> _Quoted passage_:

# Need a good "carpet" grass/plant :)



## cgcaver (Jan 19, 2005)

Can anyone please recommend some good carpet plants? I need something for my foreground that will stay 1-2" preferably. I have a 55g with sandy substrate. I am running the 2x55w BrightKit from AH Supply, but am considering buying a 1x96w to go along with it (for 4wpg total). I had looked at micro sword, looks great, but kinda tall... and Im kinda scared of glosso from what I hear about it. What do you guys think?

Thanks for any help!


----------



## Hypancistrus (Oct 28, 2004)

The most common I've seen:

_Eleocharis acicularis_ - http://aquariumplant.com/cgi-bin/cart/PO932.html
_Echinodorus tenellus_ - http://aquariumplant.com/cgi-bin/cart/po939.html
_Lilaeopsis novae-zelandiae_ - http://aquariumplant.com/cgi-bin/cart/po099.html
_Glossostigma elatinoides_ - http://aquariumplant.com/cgi-bin/cart/bp011.html
_Sagittaria subulata_ - http://aquariumplant.com/cgi-bin/cart/po107.html
_Cryptocoryne willisii_ - http://www.aquaticplantdepot.com/willisii.html
_Cryptocoryne wendtii_ - http://aquariumplant.com/cgi-bin/cart/cr065.html


----------



## victri (Dec 18, 2003)

or you could look at:

- Elatine triandra
- ranalisma rostrata
- hemianthus callitricoides

I have some pics of those in my site if you need to take a look. It very much depends on what you want and the kind of maintenance you expect. For most foreground, it'll be better if you have stronger lights. Not sure what you mean by "sandy substrate", but it'll be a concern if the plants don't take to it well.


----------



## Hypancistrus (Oct 28, 2004)

Those are cool but they're going to be hard to find!


----------



## GTApuffgal (Feb 7, 2005)

You just missed a great deal in the swap section on HC! Keep watching it if that interests you. 

I've been trying unsuccessfully to find it here in Toronto, however, I called my favorite LFS and they are trying to track some down for me. Should know in a couple of weeks... I don't know why I didn't try that before, but you should definitely give it a shot. He was quite happy to help!


----------



## BSS (Sep 24, 2004)

You could also consider some Marsilea sp. Here's a link to aquatica that also shows minutea (sp?) at the bottom.

http://www.floridadriftwood.com/product.asp?3=246


----------



## Sterving (Dec 23, 2004)

> _Set exercise A_:
Update the rows from the line containing "Expected behavior: point out the whiteboard" through the end of the rows, changing "radiator" to "heater" and keeping everything else the same.
The forum thread and the rows that follow it were taken from separate sources.

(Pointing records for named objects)
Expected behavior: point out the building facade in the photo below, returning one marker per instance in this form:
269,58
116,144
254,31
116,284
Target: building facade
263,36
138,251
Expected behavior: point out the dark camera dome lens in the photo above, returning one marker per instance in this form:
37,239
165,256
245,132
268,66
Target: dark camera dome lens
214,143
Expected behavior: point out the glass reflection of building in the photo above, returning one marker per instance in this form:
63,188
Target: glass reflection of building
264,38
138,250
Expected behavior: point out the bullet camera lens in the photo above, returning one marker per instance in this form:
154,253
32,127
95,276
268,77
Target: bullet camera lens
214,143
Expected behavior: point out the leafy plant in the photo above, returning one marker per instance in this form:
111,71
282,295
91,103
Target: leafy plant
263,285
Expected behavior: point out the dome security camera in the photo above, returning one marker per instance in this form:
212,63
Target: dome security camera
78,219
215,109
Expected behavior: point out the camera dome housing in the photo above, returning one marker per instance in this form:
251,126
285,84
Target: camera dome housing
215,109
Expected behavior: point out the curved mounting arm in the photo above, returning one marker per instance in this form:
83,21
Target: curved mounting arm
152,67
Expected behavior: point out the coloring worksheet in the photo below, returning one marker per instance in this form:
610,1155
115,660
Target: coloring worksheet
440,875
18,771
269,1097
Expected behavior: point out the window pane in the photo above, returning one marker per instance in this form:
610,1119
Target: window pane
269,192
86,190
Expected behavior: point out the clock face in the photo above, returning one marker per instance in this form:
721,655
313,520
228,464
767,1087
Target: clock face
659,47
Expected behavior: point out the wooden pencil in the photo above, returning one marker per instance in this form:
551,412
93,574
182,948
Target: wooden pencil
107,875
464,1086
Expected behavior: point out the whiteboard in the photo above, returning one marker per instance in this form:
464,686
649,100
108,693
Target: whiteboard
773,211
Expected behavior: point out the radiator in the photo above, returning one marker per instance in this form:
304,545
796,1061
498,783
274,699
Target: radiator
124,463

> _Set exercise B_:
Turn the paragraph of the forum thread that begins "Can anyone please recommend" into a short bulleted list that keeps its main facts.

> _Written response A_:
Expected behavior: point out the whiteboard in the photo above, returning one marker per instance in this form:
464,686
649,100
108,693
Target: whiteboard
773,211
Expected behavior: point out the heater in the photo above, returning one marker per instance in this form:
304,545
796,1061
498,783
274,699
Target: heater
124,463

> _Written response B_:
- Looking for carpet plants for the foreground, ideally staying 1-2" tall
- Tank: 55g with sandy substrate
- Lighting: 2x55w BrightKit from AH Supply, with a possible extra 1x96w for 4wpg total
- Micro sword looks great but is a bit tall
- Wary of glosso because of what they've heard about it
- Asks what others think